PAGE EXCERPT:
^^^^^^^^

Eternal life is phase three or the believer after physical death.

 

The believer takes doctrine with him into phase three. The soul leaves the body and goes to be with the Lord, and any Bible doctrine you have in your soul goes along. That is what “unto life eternal means.”

           

Now that doctrine has been emphasized in terms of priorities or a correct scale of values the Lord now moves to teach them another principle about the spiritual life. This is from the standpoint of the Greeks and is not a discipleship passage.

 

John 12:26 "If anyone serves Me, let him follow Me; and where I am, there shall My servant also be; if anyone serves Me, the Father will honor him.

 

“If anyone serve me” - 3rd class condition. They are still free to make a choice.

 

They are being given very briefly all of the alternatives which belong to them if they choose for Jesus Christ.

 

Serve meis the present active subjunctive of diakoneo which means to start at the bottom, rowing on the bottom bank of the ship, the toughest place to row. Therefore it means to serve in the humblest frame of mind and circumstances.

^^^^^^^^

EXERCISE SET:
A - Reproduce the rows of the position identification records from the line containing "Q: Point out each instance of the cut" through the end of those rows, both ends included, and omit any pictures.
B - Pick up the commentary on John 12:26 after its final sentence and extend it.

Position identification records
^^^^^^^^

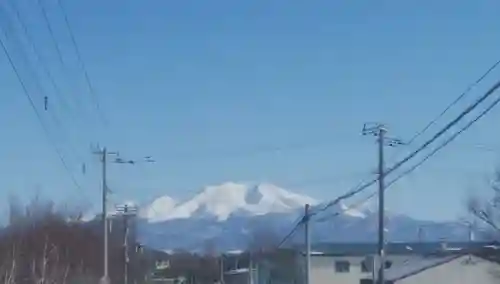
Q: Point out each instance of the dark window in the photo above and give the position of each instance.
(369, 281)
(365, 266)
(342, 266)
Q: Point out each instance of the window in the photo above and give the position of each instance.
(366, 266)
(342, 266)
(370, 281)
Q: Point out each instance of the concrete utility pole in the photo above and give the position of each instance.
(103, 154)
(379, 131)
(308, 243)
(126, 211)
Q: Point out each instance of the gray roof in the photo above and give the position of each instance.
(414, 266)
(423, 248)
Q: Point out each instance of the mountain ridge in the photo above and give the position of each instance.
(231, 216)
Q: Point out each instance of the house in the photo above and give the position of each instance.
(462, 268)
(271, 267)
(354, 263)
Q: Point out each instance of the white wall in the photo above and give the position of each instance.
(323, 269)
(457, 272)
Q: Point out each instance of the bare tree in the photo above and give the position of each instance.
(487, 210)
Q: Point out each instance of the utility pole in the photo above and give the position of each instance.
(221, 268)
(379, 131)
(126, 211)
(103, 155)
(307, 230)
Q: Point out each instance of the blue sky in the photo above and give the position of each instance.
(211, 88)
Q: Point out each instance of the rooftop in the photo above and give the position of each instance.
(362, 249)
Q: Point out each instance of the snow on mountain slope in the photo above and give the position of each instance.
(224, 200)
(162, 206)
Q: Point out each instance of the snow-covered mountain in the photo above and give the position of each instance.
(225, 200)
(232, 215)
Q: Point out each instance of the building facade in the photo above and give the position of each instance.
(354, 263)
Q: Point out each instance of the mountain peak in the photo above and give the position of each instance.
(230, 198)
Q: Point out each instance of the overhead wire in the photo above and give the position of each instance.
(397, 165)
(49, 26)
(91, 88)
(38, 115)
(39, 58)
(495, 87)
(454, 102)
(36, 80)
(294, 229)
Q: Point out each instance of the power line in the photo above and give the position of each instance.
(37, 54)
(34, 74)
(453, 103)
(414, 153)
(297, 225)
(431, 154)
(451, 138)
(443, 130)
(38, 115)
(82, 64)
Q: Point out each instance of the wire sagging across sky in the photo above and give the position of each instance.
(441, 132)
(492, 90)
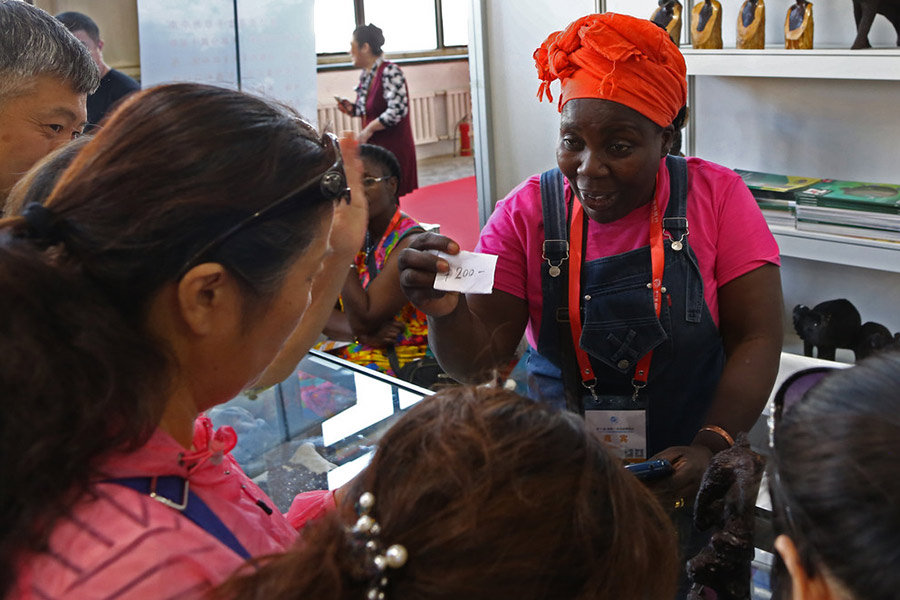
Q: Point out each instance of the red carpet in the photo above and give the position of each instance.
(453, 205)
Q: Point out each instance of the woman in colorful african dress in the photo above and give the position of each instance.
(387, 331)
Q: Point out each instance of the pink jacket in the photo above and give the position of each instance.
(123, 544)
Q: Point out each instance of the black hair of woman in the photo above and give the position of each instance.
(40, 180)
(87, 371)
(492, 495)
(383, 157)
(835, 482)
(371, 35)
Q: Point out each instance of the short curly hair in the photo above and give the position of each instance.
(34, 43)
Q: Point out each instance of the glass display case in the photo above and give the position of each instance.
(316, 429)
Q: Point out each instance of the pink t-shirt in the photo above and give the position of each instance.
(728, 234)
(126, 545)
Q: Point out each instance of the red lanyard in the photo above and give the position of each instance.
(657, 261)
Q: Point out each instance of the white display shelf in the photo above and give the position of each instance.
(871, 64)
(838, 249)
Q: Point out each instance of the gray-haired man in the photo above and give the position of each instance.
(45, 77)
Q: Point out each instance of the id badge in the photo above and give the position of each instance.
(621, 422)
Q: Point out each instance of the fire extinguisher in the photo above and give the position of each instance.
(465, 142)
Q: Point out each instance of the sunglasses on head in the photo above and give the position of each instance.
(791, 393)
(332, 185)
(795, 388)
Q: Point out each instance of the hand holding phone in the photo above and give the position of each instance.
(344, 105)
(651, 470)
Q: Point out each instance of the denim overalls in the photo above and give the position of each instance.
(620, 324)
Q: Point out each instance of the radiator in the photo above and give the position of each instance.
(434, 116)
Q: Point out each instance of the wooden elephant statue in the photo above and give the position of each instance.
(864, 12)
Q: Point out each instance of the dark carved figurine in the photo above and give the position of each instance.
(668, 16)
(726, 502)
(827, 326)
(864, 12)
(799, 26)
(872, 338)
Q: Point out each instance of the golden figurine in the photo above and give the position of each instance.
(752, 25)
(668, 16)
(706, 25)
(798, 26)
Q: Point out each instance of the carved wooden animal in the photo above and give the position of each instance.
(872, 338)
(864, 12)
(799, 26)
(827, 326)
(668, 16)
(706, 24)
(752, 25)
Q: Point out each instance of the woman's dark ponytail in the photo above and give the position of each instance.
(77, 380)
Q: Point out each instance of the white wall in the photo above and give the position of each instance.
(834, 24)
(525, 131)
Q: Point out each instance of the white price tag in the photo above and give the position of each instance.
(470, 272)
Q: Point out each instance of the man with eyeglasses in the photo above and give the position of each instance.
(45, 77)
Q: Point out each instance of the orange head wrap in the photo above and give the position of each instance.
(619, 58)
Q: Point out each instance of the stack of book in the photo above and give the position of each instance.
(869, 210)
(775, 194)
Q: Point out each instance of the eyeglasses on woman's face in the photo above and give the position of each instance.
(370, 182)
(332, 185)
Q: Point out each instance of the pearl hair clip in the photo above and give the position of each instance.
(366, 531)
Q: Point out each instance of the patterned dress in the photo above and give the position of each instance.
(382, 94)
(412, 343)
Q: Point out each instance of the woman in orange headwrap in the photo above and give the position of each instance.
(647, 285)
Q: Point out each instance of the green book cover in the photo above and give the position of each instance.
(852, 195)
(777, 185)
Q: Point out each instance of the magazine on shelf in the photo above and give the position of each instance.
(848, 222)
(881, 198)
(776, 190)
(849, 230)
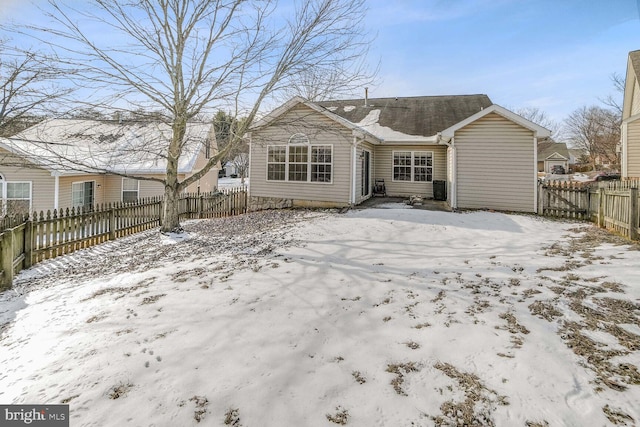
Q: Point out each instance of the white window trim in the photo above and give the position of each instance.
(309, 163)
(412, 166)
(122, 190)
(95, 189)
(3, 193)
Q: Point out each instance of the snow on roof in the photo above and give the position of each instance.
(371, 125)
(72, 146)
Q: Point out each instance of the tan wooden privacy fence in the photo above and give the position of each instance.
(29, 240)
(613, 205)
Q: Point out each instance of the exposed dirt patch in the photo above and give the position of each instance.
(618, 417)
(360, 379)
(478, 405)
(545, 311)
(201, 403)
(341, 416)
(232, 417)
(119, 390)
(152, 299)
(400, 370)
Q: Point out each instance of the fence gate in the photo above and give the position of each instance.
(563, 199)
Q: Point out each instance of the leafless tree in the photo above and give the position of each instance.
(541, 118)
(184, 58)
(28, 88)
(597, 131)
(615, 101)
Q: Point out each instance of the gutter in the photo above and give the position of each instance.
(450, 143)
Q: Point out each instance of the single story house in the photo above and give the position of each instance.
(330, 154)
(550, 154)
(630, 132)
(65, 163)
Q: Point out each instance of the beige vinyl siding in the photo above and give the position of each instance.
(384, 169)
(633, 149)
(66, 182)
(146, 188)
(495, 165)
(370, 148)
(42, 183)
(635, 99)
(321, 131)
(209, 182)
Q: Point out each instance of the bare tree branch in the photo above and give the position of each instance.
(185, 58)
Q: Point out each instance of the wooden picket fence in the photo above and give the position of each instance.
(613, 205)
(28, 240)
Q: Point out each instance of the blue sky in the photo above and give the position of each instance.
(557, 55)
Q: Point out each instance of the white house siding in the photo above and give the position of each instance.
(633, 149)
(65, 198)
(320, 130)
(209, 182)
(384, 169)
(146, 188)
(370, 148)
(42, 183)
(495, 165)
(635, 99)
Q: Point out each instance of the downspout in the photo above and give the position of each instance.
(354, 152)
(56, 190)
(535, 174)
(452, 191)
(624, 161)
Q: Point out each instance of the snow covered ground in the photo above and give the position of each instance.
(376, 317)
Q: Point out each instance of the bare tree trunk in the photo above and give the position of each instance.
(171, 223)
(171, 217)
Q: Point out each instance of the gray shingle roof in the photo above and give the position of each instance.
(547, 148)
(634, 57)
(420, 115)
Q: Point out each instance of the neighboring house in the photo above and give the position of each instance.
(550, 154)
(576, 155)
(331, 153)
(630, 132)
(64, 163)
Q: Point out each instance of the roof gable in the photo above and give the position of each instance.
(547, 150)
(72, 145)
(537, 130)
(631, 79)
(297, 100)
(402, 118)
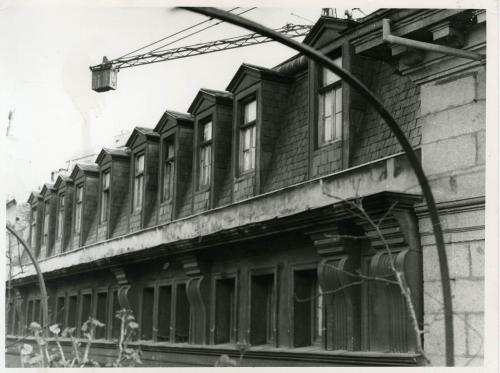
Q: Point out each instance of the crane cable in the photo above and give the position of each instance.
(179, 32)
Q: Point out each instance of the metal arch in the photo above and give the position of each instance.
(41, 281)
(350, 79)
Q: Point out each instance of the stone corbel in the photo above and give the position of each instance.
(123, 287)
(407, 56)
(445, 34)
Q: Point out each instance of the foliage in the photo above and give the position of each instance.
(55, 357)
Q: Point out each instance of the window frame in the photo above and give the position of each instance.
(60, 216)
(335, 87)
(46, 222)
(105, 196)
(78, 207)
(167, 194)
(138, 203)
(274, 322)
(243, 127)
(204, 183)
(316, 338)
(33, 226)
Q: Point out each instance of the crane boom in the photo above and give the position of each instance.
(104, 75)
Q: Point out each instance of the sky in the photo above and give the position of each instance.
(45, 56)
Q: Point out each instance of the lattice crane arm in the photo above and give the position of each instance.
(104, 75)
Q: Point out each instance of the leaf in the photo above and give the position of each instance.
(54, 329)
(133, 325)
(26, 349)
(35, 326)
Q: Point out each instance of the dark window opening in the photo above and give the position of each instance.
(29, 315)
(168, 168)
(105, 196)
(101, 314)
(262, 312)
(60, 307)
(60, 217)
(86, 307)
(164, 313)
(78, 208)
(72, 322)
(36, 312)
(225, 310)
(116, 325)
(182, 315)
(308, 308)
(148, 296)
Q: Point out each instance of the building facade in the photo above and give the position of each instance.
(233, 224)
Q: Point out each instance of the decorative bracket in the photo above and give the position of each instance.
(124, 287)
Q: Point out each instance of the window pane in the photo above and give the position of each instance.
(328, 76)
(250, 112)
(338, 100)
(328, 103)
(207, 132)
(328, 129)
(338, 125)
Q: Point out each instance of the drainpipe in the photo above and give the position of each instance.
(392, 39)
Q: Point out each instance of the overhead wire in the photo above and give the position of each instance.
(186, 36)
(180, 32)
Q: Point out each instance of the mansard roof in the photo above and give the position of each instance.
(181, 118)
(62, 179)
(118, 153)
(211, 94)
(33, 197)
(86, 168)
(147, 133)
(327, 29)
(257, 72)
(46, 188)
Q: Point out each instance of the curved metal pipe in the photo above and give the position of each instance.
(350, 79)
(41, 282)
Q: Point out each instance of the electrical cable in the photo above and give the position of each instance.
(174, 34)
(186, 36)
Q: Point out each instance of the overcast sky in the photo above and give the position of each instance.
(45, 54)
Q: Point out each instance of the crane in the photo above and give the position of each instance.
(104, 75)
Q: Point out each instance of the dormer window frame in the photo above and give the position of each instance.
(79, 191)
(138, 180)
(247, 130)
(46, 223)
(205, 146)
(168, 167)
(34, 223)
(60, 216)
(105, 195)
(329, 85)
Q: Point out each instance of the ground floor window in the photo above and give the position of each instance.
(101, 313)
(182, 315)
(148, 296)
(262, 309)
(308, 308)
(225, 310)
(164, 312)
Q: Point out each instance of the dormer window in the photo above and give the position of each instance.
(105, 196)
(78, 208)
(33, 226)
(60, 217)
(330, 106)
(138, 181)
(205, 153)
(168, 168)
(247, 136)
(45, 237)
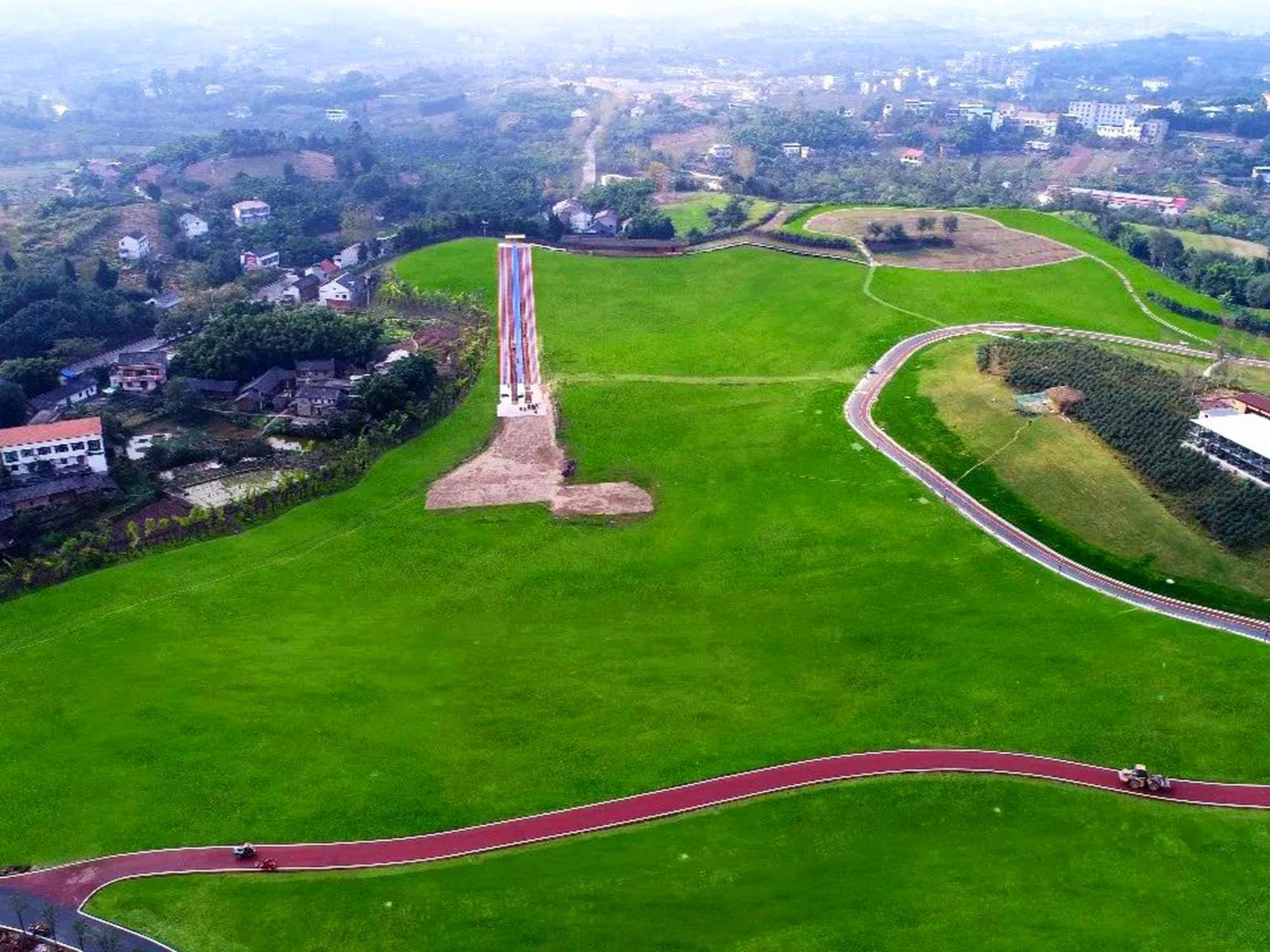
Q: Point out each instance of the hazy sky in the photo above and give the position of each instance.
(1011, 18)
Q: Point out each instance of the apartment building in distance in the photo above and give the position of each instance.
(1094, 115)
(1149, 132)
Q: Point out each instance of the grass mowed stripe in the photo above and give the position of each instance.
(905, 863)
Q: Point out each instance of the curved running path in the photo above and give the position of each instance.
(859, 413)
(71, 885)
(59, 892)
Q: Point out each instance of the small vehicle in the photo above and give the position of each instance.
(1138, 777)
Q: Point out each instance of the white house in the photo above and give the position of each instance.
(1045, 123)
(350, 257)
(134, 246)
(253, 211)
(572, 213)
(192, 226)
(344, 292)
(62, 445)
(255, 260)
(605, 222)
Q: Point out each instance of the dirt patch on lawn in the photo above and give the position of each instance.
(978, 242)
(690, 143)
(525, 463)
(219, 173)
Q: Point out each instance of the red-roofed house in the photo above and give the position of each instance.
(62, 445)
(1251, 404)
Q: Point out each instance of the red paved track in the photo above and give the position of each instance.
(71, 885)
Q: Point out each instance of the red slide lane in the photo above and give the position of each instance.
(71, 885)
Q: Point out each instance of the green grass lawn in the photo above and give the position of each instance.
(1071, 476)
(905, 863)
(361, 666)
(1202, 242)
(690, 211)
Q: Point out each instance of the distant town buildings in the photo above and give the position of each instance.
(1094, 115)
(1165, 205)
(192, 226)
(1149, 132)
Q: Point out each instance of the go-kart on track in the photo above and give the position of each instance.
(70, 887)
(66, 889)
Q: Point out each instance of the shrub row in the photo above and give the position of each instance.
(1239, 318)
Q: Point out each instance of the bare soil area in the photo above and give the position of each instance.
(220, 173)
(525, 463)
(978, 244)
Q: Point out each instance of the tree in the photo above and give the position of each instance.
(13, 404)
(106, 276)
(50, 918)
(34, 375)
(382, 393)
(1166, 251)
(182, 402)
(83, 932)
(1257, 292)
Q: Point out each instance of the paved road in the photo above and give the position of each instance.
(859, 413)
(71, 885)
(65, 889)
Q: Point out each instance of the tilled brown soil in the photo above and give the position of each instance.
(525, 463)
(978, 244)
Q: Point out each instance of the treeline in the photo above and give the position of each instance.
(1144, 413)
(248, 339)
(1239, 318)
(1232, 280)
(52, 312)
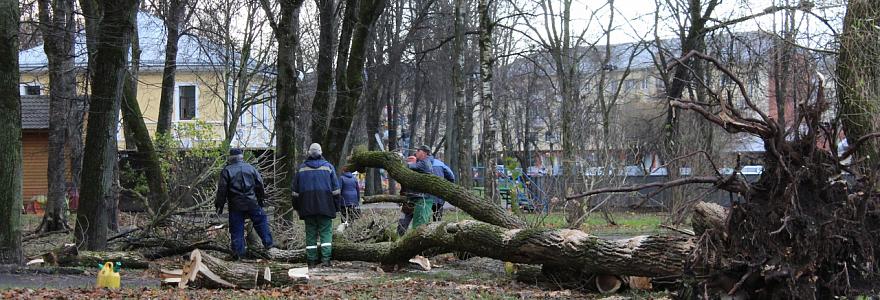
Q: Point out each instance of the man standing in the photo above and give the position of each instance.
(440, 169)
(351, 196)
(421, 212)
(316, 198)
(241, 185)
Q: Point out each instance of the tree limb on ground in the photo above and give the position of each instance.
(639, 256)
(481, 209)
(385, 199)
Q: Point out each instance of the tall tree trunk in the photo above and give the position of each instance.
(858, 84)
(133, 122)
(393, 108)
(92, 13)
(456, 107)
(57, 26)
(286, 92)
(321, 101)
(10, 134)
(114, 33)
(487, 138)
(351, 86)
(174, 12)
(79, 107)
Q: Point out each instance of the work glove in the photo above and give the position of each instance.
(337, 201)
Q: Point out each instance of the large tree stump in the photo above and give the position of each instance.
(206, 271)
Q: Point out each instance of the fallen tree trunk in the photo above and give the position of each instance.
(385, 199)
(479, 208)
(69, 256)
(206, 271)
(638, 256)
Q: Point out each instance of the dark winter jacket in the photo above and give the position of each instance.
(351, 194)
(440, 169)
(241, 185)
(421, 166)
(316, 189)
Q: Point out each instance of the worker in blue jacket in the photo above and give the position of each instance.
(317, 199)
(351, 196)
(241, 186)
(439, 169)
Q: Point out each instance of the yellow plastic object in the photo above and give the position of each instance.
(108, 277)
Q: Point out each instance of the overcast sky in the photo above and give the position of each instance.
(634, 18)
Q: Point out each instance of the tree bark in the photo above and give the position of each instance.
(477, 207)
(173, 12)
(206, 271)
(638, 256)
(133, 123)
(858, 84)
(385, 199)
(114, 33)
(351, 84)
(10, 134)
(69, 256)
(464, 110)
(487, 63)
(321, 100)
(57, 26)
(286, 92)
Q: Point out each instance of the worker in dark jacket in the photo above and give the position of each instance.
(316, 198)
(439, 169)
(241, 186)
(420, 203)
(351, 196)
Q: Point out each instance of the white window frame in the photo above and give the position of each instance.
(177, 86)
(22, 88)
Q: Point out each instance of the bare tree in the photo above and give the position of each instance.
(10, 133)
(133, 123)
(284, 24)
(858, 84)
(58, 27)
(175, 14)
(239, 61)
(112, 44)
(356, 28)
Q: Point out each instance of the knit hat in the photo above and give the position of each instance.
(315, 150)
(424, 148)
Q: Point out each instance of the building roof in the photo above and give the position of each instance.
(152, 37)
(35, 112)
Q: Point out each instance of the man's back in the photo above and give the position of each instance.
(314, 186)
(243, 186)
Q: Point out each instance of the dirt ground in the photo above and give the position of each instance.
(475, 278)
(451, 278)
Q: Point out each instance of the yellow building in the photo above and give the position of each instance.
(201, 91)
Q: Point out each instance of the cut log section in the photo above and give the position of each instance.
(205, 271)
(607, 284)
(639, 256)
(69, 256)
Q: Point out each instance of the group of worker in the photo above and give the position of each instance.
(318, 194)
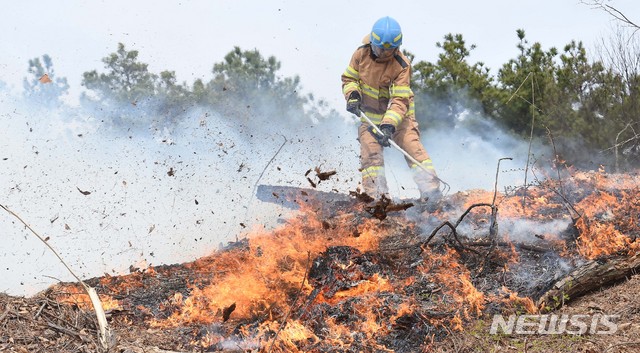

^^^^^^^^

RESPONSES:
A -
Q: Point out each instance of the cut log section in the photo above and give the position of each instance.
(205, 271)
(607, 284)
(639, 256)
(69, 256)
Q: Point out each instance of the group of worker in the photo above and give the position of each instance.
(318, 194)

B -
 “and where I am” - this anticipates Christ at the right hand of the throne. Please notice Christ’s confidence in the success of His mission. He will be the seed that dies and bears much fruit. And if that fruit matures, they will sit with Him on His throne.

 

John 12:26 "If anyone serves Me, let him follow Me; and where I am, there shall My servant also be; if anyone serves Me, the Father will honor him.

 

“there shall [present tense of e)imi] my servant also be” - it is “there you shall be also my servant.” We serve Jesus Christ today who is at the right hand of the Father.

 

He is not on the earth, so we cannot walk around behind Him. We can only follow Him through what He has left for us to follow—Bible doctrine.

           

“if” is a 3rd class condition indicating whether you learn doctrine or not determines whether you are going to serve or not; “any man serve” - diakonew.

           

“him [that individual believer] - this relates the believer to God the Father and His plan which gives his life meaning; “my Father will honour him” - the first person of the Trinity, eternal God, will—future active indicative of timaw[timao] “hold him in honour.”

 

This is the only way that the believer will ever be honourable in his phase two experience. The Father must honour His plan.

 

His plan begins with that seed that goes into the ground [the cross]. The Father has a grace plan after the cross—more grace, supergrace.

 

These Greeks now understand from a series of idioms of 3rd class conditions that God has a plan for them that begins at the cross and continues forever in eternity, and has an interval of time in life when they can be related to the members of the Godhead in such a way that their life has purpose and meaning and definition.

 

The Lord Jesus Christ has been dealing with the Greeks, and now He switches over to the entire world.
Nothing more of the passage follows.